→ **SOURCE PASSAGE**
Ice storage air conditioning is the process of using ice for thermal energy storage. The process can reduce energy used for cooling during times of peak electrical demand. Alternative power sources such as solar can also  use the technology to store energy for later use. This is practical because of water's large heat of fusion: one metric ton of water (one cubic metre) can store 334 megajoules (MJ) (317,000 BTU) of energy, equivalent to 93 kWh (26.4 ton-hours).  

The original definition of a "ton of cooling capacity" (heat flow) was the heat needed to melt one ton of ice in a 24-hour period.  This heat flow is what one would expect in a  house in Boston in the summer. This definition has since been replaced by less-archaic units: one ton of HVAC or refrigeration capacity is approximately equivalent to 3520 Watts.  A small storage facility can hold enough ice to cool a large building from one day to one week, whether that ice is produced by anhydrous ammonia chillers or hauled in by horse-drawn carts.

→ **RECORD SET**
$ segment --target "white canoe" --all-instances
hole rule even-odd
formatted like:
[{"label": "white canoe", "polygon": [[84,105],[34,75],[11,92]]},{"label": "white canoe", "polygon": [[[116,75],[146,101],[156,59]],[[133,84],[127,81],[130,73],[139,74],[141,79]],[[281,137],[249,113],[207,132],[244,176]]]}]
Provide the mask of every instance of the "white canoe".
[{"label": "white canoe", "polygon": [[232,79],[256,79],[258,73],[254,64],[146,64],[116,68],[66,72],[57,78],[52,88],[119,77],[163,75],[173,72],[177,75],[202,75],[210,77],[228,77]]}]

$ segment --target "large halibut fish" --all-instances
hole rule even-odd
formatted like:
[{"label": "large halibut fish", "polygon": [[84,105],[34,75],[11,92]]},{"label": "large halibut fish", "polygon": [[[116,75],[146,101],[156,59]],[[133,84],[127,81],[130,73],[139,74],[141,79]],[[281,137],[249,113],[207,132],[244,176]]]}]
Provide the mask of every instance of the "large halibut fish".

→ **GIVEN PROBLEM**
Repeat the passage on ice storage air conditioning word for word between "The original definition" and "by horse-drawn carts.", inclusive.

→ **REPLY**
The original definition of a "ton of cooling capacity" (heat flow) was the heat needed to melt one ton of ice in a 24-hour period.  This heat flow is what one would expect in a  house in Boston in the summer. This definition has since been replaced by less-archaic units: one ton of HVAC or refrigeration capacity is approximately equivalent to 3520 Watts.  A small storage facility can hold enough ice to cool a large building from one day to one week, whether that ice is produced by anhydrous ammonia chillers or hauled in by horse-drawn carts.